Would you please repeat all of the data exactly, omitting the pictures?

• _Records provided_
*** Block opens ***

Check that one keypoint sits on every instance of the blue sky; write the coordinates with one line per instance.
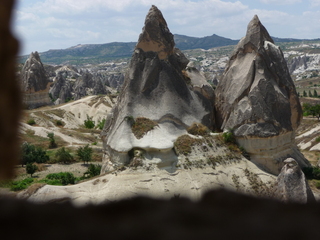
(56, 24)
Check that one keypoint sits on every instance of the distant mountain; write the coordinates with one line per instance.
(185, 42)
(98, 53)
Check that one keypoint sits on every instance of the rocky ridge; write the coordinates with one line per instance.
(256, 98)
(157, 87)
(34, 82)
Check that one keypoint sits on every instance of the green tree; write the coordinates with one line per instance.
(85, 153)
(304, 93)
(63, 156)
(52, 143)
(315, 93)
(89, 123)
(100, 124)
(93, 170)
(31, 154)
(31, 168)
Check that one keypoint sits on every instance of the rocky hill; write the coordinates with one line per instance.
(158, 137)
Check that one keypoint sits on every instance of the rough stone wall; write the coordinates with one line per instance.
(10, 97)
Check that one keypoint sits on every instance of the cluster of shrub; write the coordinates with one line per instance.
(310, 94)
(311, 109)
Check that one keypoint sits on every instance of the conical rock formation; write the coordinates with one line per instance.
(35, 82)
(157, 90)
(256, 98)
(34, 76)
(292, 186)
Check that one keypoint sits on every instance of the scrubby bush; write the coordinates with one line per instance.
(198, 129)
(228, 137)
(31, 122)
(52, 143)
(100, 124)
(20, 185)
(64, 178)
(59, 123)
(311, 172)
(31, 154)
(31, 168)
(85, 153)
(63, 156)
(93, 170)
(89, 123)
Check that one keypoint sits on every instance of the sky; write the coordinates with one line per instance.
(41, 25)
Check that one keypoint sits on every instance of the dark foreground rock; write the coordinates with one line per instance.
(218, 215)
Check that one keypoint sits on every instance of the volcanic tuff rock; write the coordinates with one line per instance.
(157, 87)
(34, 76)
(257, 99)
(292, 186)
(35, 82)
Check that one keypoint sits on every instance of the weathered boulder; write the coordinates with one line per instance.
(158, 88)
(35, 82)
(256, 98)
(292, 186)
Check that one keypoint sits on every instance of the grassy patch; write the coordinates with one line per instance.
(141, 126)
(184, 143)
(198, 129)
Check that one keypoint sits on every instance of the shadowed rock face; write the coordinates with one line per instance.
(292, 185)
(35, 83)
(10, 97)
(157, 87)
(257, 99)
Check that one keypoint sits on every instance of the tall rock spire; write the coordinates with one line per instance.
(160, 89)
(155, 35)
(257, 99)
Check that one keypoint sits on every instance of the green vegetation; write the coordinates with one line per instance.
(312, 172)
(309, 109)
(93, 170)
(31, 154)
(198, 129)
(63, 156)
(100, 124)
(31, 168)
(63, 178)
(85, 154)
(228, 137)
(31, 122)
(141, 126)
(20, 185)
(52, 143)
(183, 145)
(89, 123)
(59, 123)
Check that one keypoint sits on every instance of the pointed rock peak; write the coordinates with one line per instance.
(35, 55)
(257, 34)
(155, 35)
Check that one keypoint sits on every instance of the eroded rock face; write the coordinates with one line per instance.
(292, 185)
(34, 76)
(35, 82)
(257, 99)
(157, 87)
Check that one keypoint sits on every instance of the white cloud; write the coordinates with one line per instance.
(281, 2)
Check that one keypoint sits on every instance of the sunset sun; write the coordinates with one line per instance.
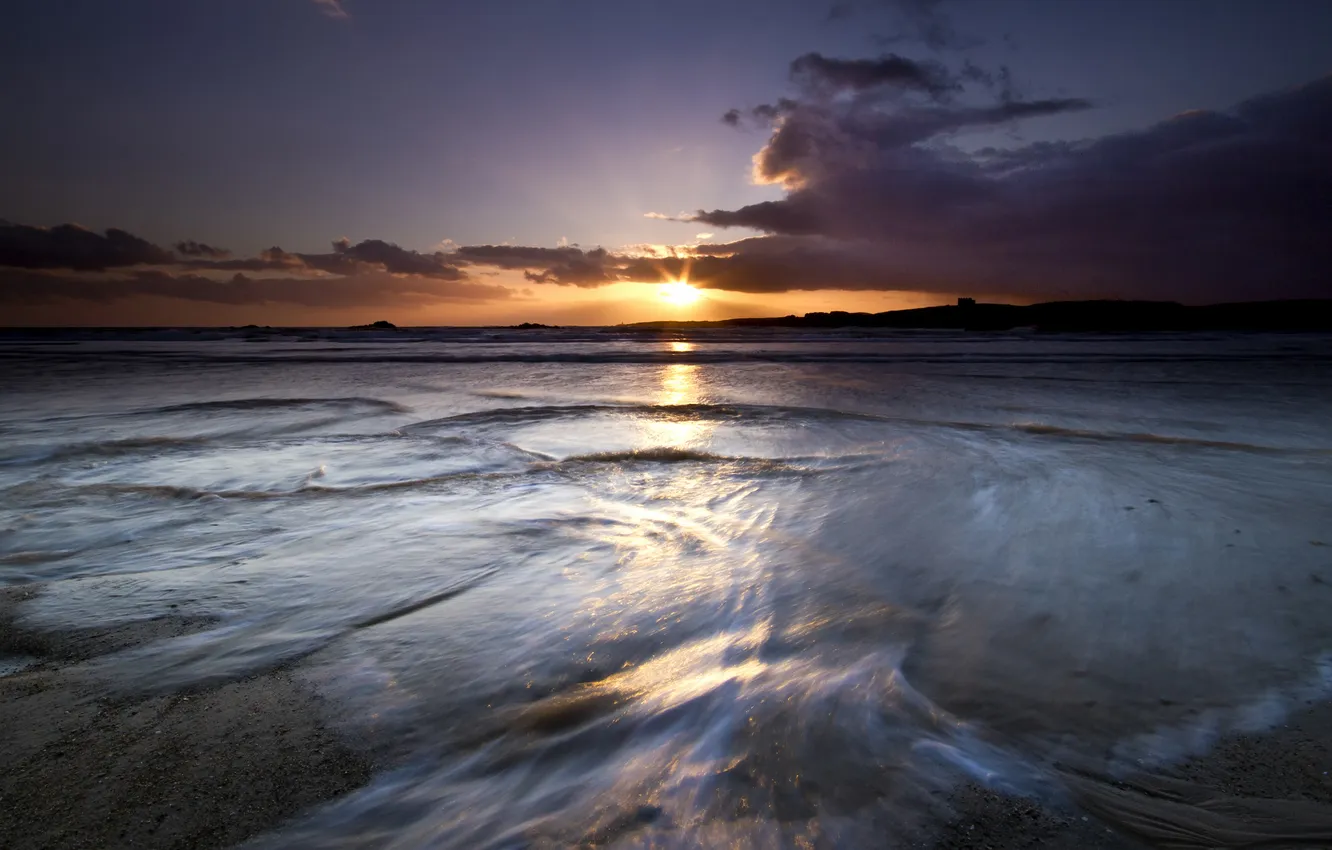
(679, 293)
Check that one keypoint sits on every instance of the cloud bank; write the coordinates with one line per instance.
(877, 195)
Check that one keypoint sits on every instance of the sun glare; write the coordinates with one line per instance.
(679, 293)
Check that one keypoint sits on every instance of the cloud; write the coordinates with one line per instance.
(332, 8)
(370, 255)
(376, 289)
(1207, 205)
(189, 248)
(72, 247)
(819, 73)
(565, 265)
(922, 21)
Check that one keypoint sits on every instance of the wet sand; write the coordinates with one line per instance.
(203, 769)
(1250, 790)
(216, 766)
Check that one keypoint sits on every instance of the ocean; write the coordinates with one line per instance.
(709, 588)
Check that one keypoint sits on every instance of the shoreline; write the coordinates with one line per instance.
(216, 766)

*** Block closes ***

• _Completed task_
Check that one keypoint sits on every instance of the blue sky; write the coordinates with one line per instance.
(56, 24)
Check that one keypoint sits on every instance of the distant mountain; write the coordinates with one line per instance.
(185, 42)
(98, 53)
Check that one keypoint sits on every instance of the rocky ridge; write the coordinates with one line per instance.
(256, 98)
(157, 87)
(34, 82)
Check that one keypoint sits on every instance of the green tree; write the coordinates with one line per instance.
(85, 153)
(304, 93)
(63, 156)
(52, 143)
(315, 93)
(89, 123)
(100, 124)
(93, 170)
(31, 154)
(31, 168)
Check that one keypoint sits on every instance of the rocky hill; write the coordinates with one line per instance.
(158, 137)
Check that one keypoint sits on every instance of the rough stone wall; write the coordinates with one line per instance.
(10, 97)
Check that one keypoint sits on every instance of the cluster of shrub; write the coordinates with one line per instance.
(310, 94)
(311, 109)
Check that one keypoint sits on every instance of the conical rock formation; write the coordinates with one line per instance.
(35, 82)
(157, 90)
(256, 98)
(34, 76)
(292, 186)
Check that one keypoint sits on every instance of the scrubby bush; write the coordinates with one line per instance.
(198, 129)
(228, 137)
(31, 122)
(52, 143)
(100, 124)
(20, 185)
(64, 178)
(59, 123)
(311, 172)
(31, 154)
(31, 168)
(85, 153)
(63, 156)
(93, 170)
(89, 123)
Check that one keypoint sits on every instance of the sky; write the coordinates with one line per instance.
(41, 25)
Check that one keypoint sits on every instance of the dark foreground rock; write the coordinates with one line per instance.
(218, 215)
Check that one keypoint sits on every instance of the volcanic tuff rock; write the coordinates with one line per instance.
(157, 87)
(34, 76)
(257, 99)
(292, 186)
(35, 82)
Check that one keypoint sits on every instance of the weathered boulder; write the coordinates with one line per instance.
(158, 88)
(35, 82)
(256, 98)
(292, 186)
Check that one keypoint sits on every instance of the grassy patch; write the coordinates with one line per instance.
(141, 126)
(184, 143)
(198, 129)
Check that one keypoint sits on every instance of the shadowed rock face; write the coordinates with one line per instance.
(292, 185)
(35, 83)
(10, 97)
(157, 87)
(257, 99)
Check that one keypoint sits on every instance of the tall rock spire; write the coordinates with one line per instance.
(160, 89)
(155, 35)
(257, 99)
Check that one keypoint sits on every instance of the green vegetation; write the coordinates with one line per instance.
(312, 172)
(309, 109)
(93, 170)
(31, 154)
(198, 129)
(63, 156)
(100, 124)
(31, 168)
(63, 178)
(85, 154)
(228, 137)
(31, 122)
(141, 126)
(20, 185)
(52, 143)
(183, 145)
(89, 123)
(59, 123)
Check that one keypoint sits on every instance of the pointed rock peak; write the coordinates with one line per instance.
(35, 55)
(257, 34)
(155, 35)
Check that one keypoint sits on every instance of the eroded rock face; write the coordinates with one line per instance.
(292, 185)
(34, 76)
(35, 82)
(257, 99)
(157, 87)
Check that one keypoint sits on every instance of the white cloud; write the coordinates with one line per instance.
(281, 2)
Check that one keypoint sits on every instance of the sunset sun; write the coordinates with one line per instance.
(679, 293)
Check that one keypoint sits on every instance of the cloud bank; write the coordinates with one line per instance.
(877, 195)
Check that one keypoint sits on every instance of the sun glare; write the coordinates with one line per instance.
(679, 293)
Check that one keypoint sits on every instance of the cloud; write the coordinates with one line per instance.
(332, 8)
(370, 255)
(376, 289)
(1207, 205)
(189, 248)
(72, 247)
(819, 73)
(565, 265)
(922, 21)
Check that one keypoint sits on every instance of the wet sand; write the coordinates with one line per instance.
(203, 769)
(1250, 790)
(216, 766)
Check that one keypoint sits on every instance of the ocean; write the coordinates with one line per instance.
(709, 588)
Check that one keypoint sits on every instance of the shoreline; write the coordinates with one line per instance.
(216, 766)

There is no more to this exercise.